### ISTRUZIONI:
1. Riassumi in due frasi il testo sugli enzimi enologici.
2. In base al testo sugli enzimi enologici, stabilisci se le affermazioni seguenti sono vere o false. Per ciascuna rispondi sì o no e cita testualmente le parole che lo dimostrano.
(a) Nell'uva gli enzimi sono abbondanti soprattutto nel succo.
(b) La chiarifica dei mosti è l'applicazione originaria degli enzimi enologici.
(c) L'attività antocianasica può causare la degradazione degli antociani.
3. Secondo il testo sugli enzimi enologici, perché un preparato di pectinasi e beta-glucanasi deve avere elevata purezza e selettività? Rispondi in una o due frasi.

### TESTO DA ESAMINARE:
((

L’arte di catalizzare

Aspergillus niger, fungo utilizzato per la produzione di enzimi enoloici
Capaci di velocizzare reazioni biochimiche fondamentali nel processo di vinificazione, gli enzimi sono strumenti indispensabili in un mondo in cui il tempo è più che mai prezioso

Gli enzimi sono etero-proteine che svolgono il ruolo di catalizzatori, ovvero accelerano le reazioni chimiche. Nell’uva sono solitamente scarsi nel succo e abbondanti nelle parti solide. Nella filiera enologica sono impiegati come catalizzatori biologici, in grado di velocizzare reazioni biochimiche che avvengono durante il processo di vinificazione. Queste reazioni avverrebbero comunque, ma decisamente più lentamente, rendendo il processo di produzione del vino meno efficiente ed esponendo il prodotto al rischio di alterazioni, chimiche o microbiologiche.

Vecchi e nuovi ruoli per gli enzimi enologici

Oggi gli enzimi enologici trovano impiego non più solo nella chiarifica dei mosti, applicazione originaria per questa classe di composti, ma anche nelle fasi prefermentative, come macerazione e flottazione, e in quelle post-fermentative, per ottimizzare l’estrazione aromatica e del colore, la stabilizzazione, l’affinamento e la filtrazione. L’offerta è ampia: diversi formulati di enzimi pectolitici e beta-glucanasi per soddisfare le specifiche esigenze di ogni vinificazione, in bianco, in rosso o in rosato.

Per essere di buona qualità, i preparati enzimatici dovrebbero evitare reazioni indesiderate dovute alla presenza di enzimi diversi da quelli per i quali il prodotto è stato acquistato. Ad esempio, un’elevata purezza e selettività dovrà garantire l’efficienza di pectinasi e beta-glucanasi, annullando l’attività cinnamil-esterasica, che porta alla formazione dei precursori dei fenoli volatili, e antocianasica, che può causare la degradazione degli antociani.

L’impiego di preparati enzimatici può ottimizzare diverse fasi di vinificazione. In primo luogo la chiarifica, dove l’uso di enzimi consente di ridurre il tempo di sfecciatura, così come la quantità di fecce, facilitando l’inoculo dei lieviti e la rimozione dei flocculi. Nella vinificazione in bianco l’impiego di enzimi durante le fasi prefermentative facilita le operazioni di pressatura e chiarifica, ottenendo maggiore resa di un mosto meno torbido, dunque di maggiore qualità, più ricco in precursori aromatici. Gli enzimi enologici giocano un ruolo importante anche nella vinificazione in rosso, per ottimizzare l’estrazione di polifenoli, antociani e tannini. In post-fermentazione l’utilizzo di enzimi enologici consente una migliore separazione delle fecce grossolane, ottimizzando dunque l’affinamento sulle fecce fini e, infine, ottimizza il processo di filtrazione.

))

### ELENCO RIPORTATO:
((

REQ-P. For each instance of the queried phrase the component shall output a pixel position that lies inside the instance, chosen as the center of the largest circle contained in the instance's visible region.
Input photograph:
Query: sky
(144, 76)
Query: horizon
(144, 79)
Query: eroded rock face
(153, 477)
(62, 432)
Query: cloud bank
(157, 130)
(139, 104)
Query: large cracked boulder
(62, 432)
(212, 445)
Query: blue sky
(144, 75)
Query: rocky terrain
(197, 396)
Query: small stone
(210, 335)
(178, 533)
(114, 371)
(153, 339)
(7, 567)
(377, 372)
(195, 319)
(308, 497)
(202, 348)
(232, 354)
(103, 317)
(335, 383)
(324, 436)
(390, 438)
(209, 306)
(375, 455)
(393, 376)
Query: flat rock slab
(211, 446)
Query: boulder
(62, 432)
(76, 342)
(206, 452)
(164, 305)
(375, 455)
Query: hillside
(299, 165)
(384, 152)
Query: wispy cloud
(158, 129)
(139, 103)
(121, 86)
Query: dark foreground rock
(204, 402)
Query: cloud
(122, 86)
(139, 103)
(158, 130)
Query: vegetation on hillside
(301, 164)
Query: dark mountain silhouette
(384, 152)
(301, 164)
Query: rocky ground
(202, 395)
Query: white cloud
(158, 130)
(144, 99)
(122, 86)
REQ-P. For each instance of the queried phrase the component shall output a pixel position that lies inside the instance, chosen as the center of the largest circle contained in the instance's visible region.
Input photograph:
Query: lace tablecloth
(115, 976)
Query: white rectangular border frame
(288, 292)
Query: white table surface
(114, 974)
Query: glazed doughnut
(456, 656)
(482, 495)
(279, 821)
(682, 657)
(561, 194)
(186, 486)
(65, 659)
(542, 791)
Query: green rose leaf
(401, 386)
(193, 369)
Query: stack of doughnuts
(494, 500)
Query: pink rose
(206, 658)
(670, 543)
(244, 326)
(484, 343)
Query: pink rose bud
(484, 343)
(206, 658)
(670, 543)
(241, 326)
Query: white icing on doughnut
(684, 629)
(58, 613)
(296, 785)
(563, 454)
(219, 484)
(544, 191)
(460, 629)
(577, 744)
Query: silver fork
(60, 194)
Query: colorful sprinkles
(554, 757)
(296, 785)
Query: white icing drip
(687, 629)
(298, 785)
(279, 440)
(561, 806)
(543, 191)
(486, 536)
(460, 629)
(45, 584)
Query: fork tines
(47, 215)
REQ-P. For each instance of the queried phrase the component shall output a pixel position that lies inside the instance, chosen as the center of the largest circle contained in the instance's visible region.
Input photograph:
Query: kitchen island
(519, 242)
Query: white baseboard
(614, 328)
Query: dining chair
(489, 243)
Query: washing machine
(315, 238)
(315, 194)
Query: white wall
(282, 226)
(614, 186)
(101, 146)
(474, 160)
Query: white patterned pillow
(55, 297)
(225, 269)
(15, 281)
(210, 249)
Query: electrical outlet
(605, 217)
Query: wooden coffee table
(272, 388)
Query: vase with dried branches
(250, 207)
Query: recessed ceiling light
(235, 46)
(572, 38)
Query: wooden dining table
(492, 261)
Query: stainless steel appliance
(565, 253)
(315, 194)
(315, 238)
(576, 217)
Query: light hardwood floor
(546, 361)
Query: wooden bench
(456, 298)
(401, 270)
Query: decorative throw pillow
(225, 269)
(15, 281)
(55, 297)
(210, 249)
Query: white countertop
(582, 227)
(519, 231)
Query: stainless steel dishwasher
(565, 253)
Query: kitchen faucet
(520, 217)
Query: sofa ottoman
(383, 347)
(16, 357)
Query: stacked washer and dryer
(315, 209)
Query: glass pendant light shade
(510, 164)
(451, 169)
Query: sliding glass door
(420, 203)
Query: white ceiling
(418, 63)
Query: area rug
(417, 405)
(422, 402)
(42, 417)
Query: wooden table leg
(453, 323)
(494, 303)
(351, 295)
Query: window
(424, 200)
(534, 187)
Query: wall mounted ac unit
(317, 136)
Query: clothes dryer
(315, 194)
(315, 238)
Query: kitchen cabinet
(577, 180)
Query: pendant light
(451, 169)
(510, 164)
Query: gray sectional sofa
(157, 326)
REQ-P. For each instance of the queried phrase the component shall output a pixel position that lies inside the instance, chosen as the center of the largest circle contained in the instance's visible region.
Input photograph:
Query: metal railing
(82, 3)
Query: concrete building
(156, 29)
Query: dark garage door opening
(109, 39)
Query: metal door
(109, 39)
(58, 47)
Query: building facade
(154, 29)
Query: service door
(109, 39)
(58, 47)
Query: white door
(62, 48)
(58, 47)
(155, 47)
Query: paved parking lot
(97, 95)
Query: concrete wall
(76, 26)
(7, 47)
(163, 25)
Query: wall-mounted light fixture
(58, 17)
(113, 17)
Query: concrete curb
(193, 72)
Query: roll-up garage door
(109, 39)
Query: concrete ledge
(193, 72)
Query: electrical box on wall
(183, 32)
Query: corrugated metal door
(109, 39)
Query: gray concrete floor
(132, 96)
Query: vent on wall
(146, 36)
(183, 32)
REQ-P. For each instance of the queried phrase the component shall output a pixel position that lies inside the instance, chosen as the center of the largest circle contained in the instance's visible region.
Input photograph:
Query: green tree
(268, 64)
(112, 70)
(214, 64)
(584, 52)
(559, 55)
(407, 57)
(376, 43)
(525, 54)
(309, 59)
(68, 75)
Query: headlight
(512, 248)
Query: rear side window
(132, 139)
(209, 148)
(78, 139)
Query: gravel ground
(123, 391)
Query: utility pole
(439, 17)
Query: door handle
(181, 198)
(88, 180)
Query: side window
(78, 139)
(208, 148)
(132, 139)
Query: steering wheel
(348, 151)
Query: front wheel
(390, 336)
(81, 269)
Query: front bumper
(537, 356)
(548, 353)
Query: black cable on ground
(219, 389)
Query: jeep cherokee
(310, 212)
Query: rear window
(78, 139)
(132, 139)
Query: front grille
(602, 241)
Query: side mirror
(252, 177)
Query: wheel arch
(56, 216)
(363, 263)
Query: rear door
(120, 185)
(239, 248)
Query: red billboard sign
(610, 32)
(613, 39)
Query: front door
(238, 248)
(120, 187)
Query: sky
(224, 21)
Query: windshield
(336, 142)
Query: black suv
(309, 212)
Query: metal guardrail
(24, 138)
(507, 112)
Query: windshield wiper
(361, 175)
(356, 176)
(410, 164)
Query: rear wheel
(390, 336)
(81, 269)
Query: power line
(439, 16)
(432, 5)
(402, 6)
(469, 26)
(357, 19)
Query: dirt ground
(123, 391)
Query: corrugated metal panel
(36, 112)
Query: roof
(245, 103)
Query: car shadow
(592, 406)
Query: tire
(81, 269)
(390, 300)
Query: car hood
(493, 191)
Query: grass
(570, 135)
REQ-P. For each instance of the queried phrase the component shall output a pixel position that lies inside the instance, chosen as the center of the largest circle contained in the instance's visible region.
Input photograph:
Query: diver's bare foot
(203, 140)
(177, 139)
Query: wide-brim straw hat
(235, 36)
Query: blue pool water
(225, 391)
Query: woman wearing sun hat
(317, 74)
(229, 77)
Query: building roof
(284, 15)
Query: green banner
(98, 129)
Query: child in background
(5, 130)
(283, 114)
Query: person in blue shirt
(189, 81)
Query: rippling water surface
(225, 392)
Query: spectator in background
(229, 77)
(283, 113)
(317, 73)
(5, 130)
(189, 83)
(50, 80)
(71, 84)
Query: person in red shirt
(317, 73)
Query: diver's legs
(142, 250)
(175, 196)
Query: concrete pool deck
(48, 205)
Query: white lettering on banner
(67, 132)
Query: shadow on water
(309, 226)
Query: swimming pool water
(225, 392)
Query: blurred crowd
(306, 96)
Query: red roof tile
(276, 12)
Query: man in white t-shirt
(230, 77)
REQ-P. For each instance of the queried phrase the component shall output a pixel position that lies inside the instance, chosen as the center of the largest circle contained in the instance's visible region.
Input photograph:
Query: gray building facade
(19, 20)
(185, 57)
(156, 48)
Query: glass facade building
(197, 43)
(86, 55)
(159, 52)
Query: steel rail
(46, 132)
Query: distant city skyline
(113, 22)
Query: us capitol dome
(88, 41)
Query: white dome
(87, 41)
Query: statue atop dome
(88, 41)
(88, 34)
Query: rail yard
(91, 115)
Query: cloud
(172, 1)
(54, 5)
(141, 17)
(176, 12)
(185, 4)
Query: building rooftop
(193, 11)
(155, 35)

))

### RISPOSTE IN ORDINE:
1. Gli enzimi sono etero-proteine che accelerano le reazioni chimiche e, nella filiera enologica, velocizzano le reazioni biochimiche della vinificazione, che altrimenti avverrebbero più lentamente ed esporrebbero il vino al rischio di alterazioni. Oggi sono impiegati non più solo nella chiarifica dei mosti ma anche nelle fasi prefermentative e post-fermentative, e per essere di buona qualità i preparati dovrebbero evitare reazioni indesiderate dovute a enzimi diversi da quelli per cui sono stati acquistati.

2.
(a) No: "Nell’uva sono solitamente scarsi nel succo e abbondanti nelle parti solide."
(b) Sì: "nella chiarifica dei mosti, applicazione originaria per questa classe di composti"
(c) Sì: "antocianasica, che può causare la degradazione degli antociani"

3. La purezza e la selettività servono a evitare reazioni indesiderate dovute a enzimi diversi da quelli per cui il prodotto è stato acquistato. In particolare, annullano l'attività cinnamil-esterasica, che porta alla formazione dei precursori dei fenoli volatili, e quella antocianasica, che può degradare gli antociani.